Input:
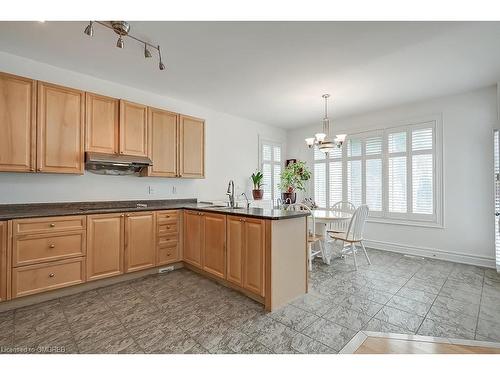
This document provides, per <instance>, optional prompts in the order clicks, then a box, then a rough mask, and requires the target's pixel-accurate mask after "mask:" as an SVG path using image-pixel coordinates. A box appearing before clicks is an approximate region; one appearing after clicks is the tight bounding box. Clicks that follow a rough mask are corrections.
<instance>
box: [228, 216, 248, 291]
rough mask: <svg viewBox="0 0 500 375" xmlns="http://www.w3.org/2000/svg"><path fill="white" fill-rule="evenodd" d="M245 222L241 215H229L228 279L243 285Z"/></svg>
mask: <svg viewBox="0 0 500 375" xmlns="http://www.w3.org/2000/svg"><path fill="white" fill-rule="evenodd" d="M244 231H245V223H244V222H243V220H242V218H241V217H238V216H228V217H227V260H226V261H227V277H226V278H227V280H228V281H230V282H232V283H233V284H236V285H238V286H242V284H243V263H242V260H243V251H244V249H243V247H244V241H245V237H244Z"/></svg>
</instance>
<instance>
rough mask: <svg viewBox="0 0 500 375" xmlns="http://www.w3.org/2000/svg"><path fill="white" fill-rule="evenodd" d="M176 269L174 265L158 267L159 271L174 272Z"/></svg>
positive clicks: (162, 272)
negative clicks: (158, 267) (164, 266)
mask: <svg viewBox="0 0 500 375" xmlns="http://www.w3.org/2000/svg"><path fill="white" fill-rule="evenodd" d="M174 269H175V268H174V266H168V267H163V268H159V269H158V273H167V272H172V271H173V270H174Z"/></svg>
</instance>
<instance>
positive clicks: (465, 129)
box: [287, 86, 497, 267]
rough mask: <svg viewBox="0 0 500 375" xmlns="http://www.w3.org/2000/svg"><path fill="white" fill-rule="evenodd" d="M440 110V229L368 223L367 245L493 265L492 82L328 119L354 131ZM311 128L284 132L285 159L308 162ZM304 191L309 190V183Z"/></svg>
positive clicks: (306, 128)
mask: <svg viewBox="0 0 500 375" xmlns="http://www.w3.org/2000/svg"><path fill="white" fill-rule="evenodd" d="M430 114H442V118H443V142H444V144H443V165H444V171H443V172H444V174H443V180H444V207H445V208H444V225H445V228H444V229H437V228H420V227H414V226H404V225H391V224H379V223H369V224H368V226H367V230H366V238H367V239H369V240H371V241H370V242H369V244H370V245H371V246H372V247H376V248H381V249H387V250H393V251H403V252H411V253H414V254H420V255H425V256H436V257H437V258H442V259H449V260H455V261H460V262H464V263H471V264H479V265H487V266H492V267H493V266H494V254H495V253H494V226H493V223H494V222H493V212H494V211H493V129H494V128H495V127H496V124H497V89H496V87H495V86H492V87H488V88H483V89H479V90H477V91H473V92H468V93H463V94H459V95H454V96H448V97H443V98H438V99H434V100H429V101H424V102H419V103H414V104H411V105H405V106H400V107H396V108H392V109H386V110H382V111H377V112H372V113H367V114H364V115H360V116H354V117H350V118H344V119H338V120H334V121H333V129H334V130H333V131H334V133H336V134H339V133H350V132H351V133H354V132H358V131H363V130H370V129H377V128H380V127H384V126H391V125H392V124H396V123H399V122H400V121H403V120H409V119H412V118H415V117H421V116H425V115H430ZM320 117H321V116H320V115H319V116H318V125H317V126H315V127H306V128H300V129H297V130H294V131H291V132H289V134H288V141H287V150H288V153H287V156H288V158H297V159H302V160H306V161H308V162H310V163H312V152H311V151H310V150H308V149H307V148H306V147H305V145H304V138H305V137H306V136H311V135H312V134H314V133H315V132H317V131H318V130H320V128H321V125H320V121H319V120H320ZM308 194H309V195H311V196H312V195H313V191H312V190H311V188H309V191H308Z"/></svg>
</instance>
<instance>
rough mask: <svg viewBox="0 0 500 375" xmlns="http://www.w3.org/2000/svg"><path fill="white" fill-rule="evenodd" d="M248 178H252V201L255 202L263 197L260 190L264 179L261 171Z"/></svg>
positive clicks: (261, 190) (262, 183)
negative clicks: (262, 182) (252, 195)
mask: <svg viewBox="0 0 500 375" xmlns="http://www.w3.org/2000/svg"><path fill="white" fill-rule="evenodd" d="M250 177H251V178H252V182H253V190H252V195H253V199H255V200H256V201H257V200H260V199H262V197H263V196H264V190H262V189H261V188H262V185H263V183H262V180H263V179H264V175H263V174H262V172H261V171H257V172H255V173H252V176H250Z"/></svg>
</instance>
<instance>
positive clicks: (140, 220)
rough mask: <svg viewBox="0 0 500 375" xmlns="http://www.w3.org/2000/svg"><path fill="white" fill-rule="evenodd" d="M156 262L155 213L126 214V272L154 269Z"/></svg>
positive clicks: (125, 269) (125, 261) (125, 256)
mask: <svg viewBox="0 0 500 375" xmlns="http://www.w3.org/2000/svg"><path fill="white" fill-rule="evenodd" d="M155 260H156V226H155V214H154V212H140V213H133V214H125V272H133V271H139V270H143V269H146V268H151V267H154V266H155Z"/></svg>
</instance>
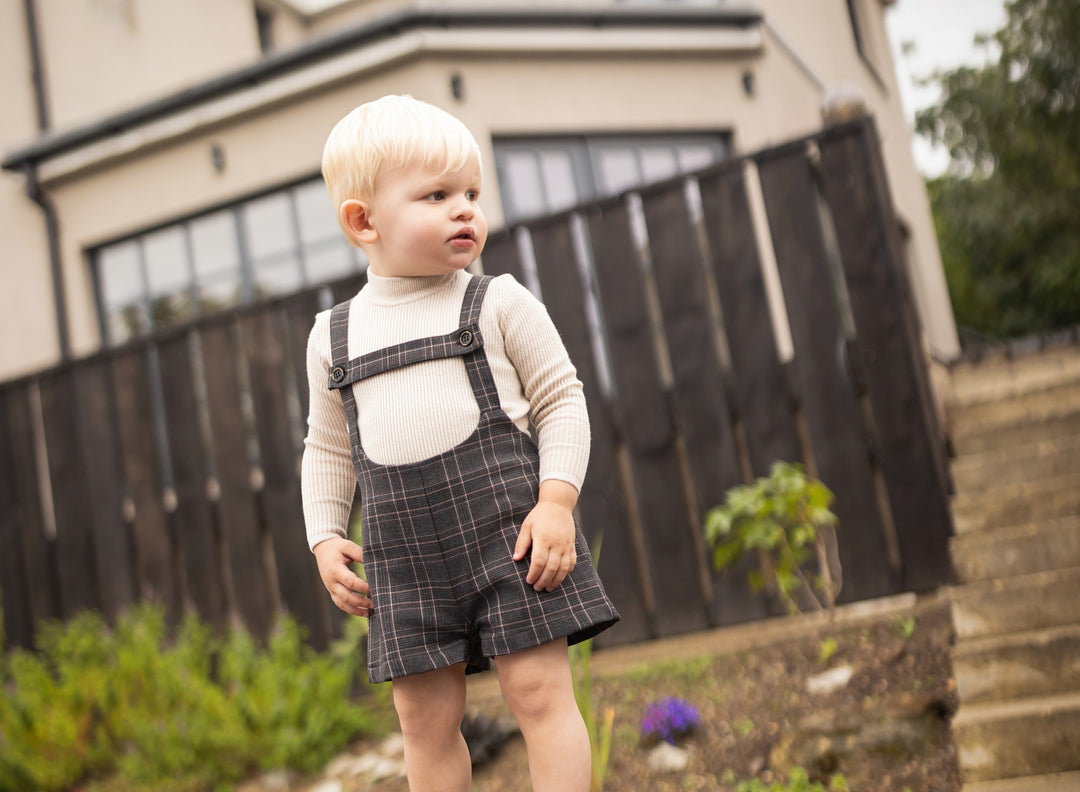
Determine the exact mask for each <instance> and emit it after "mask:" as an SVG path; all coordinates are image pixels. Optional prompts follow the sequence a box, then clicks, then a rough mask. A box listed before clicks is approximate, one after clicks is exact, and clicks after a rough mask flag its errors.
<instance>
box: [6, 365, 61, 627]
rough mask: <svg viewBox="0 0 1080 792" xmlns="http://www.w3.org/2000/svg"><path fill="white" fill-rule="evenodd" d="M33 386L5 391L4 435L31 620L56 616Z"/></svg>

Instructions for the task: Above are the lines; repeat exactly the ones from the line containing "negative clicks: (158, 267) (164, 266)" down to the line containing "box: [287, 86, 497, 267]", both inclusive.

Task output:
negative clicks: (158, 267) (164, 266)
mask: <svg viewBox="0 0 500 375" xmlns="http://www.w3.org/2000/svg"><path fill="white" fill-rule="evenodd" d="M174 269H175V268H174V266H168V267H163V268H159V269H158V273H167V272H172V271H173V270H174Z"/></svg>
</instance>
<instance>
positive clicks: (465, 129)
box: [287, 86, 497, 267]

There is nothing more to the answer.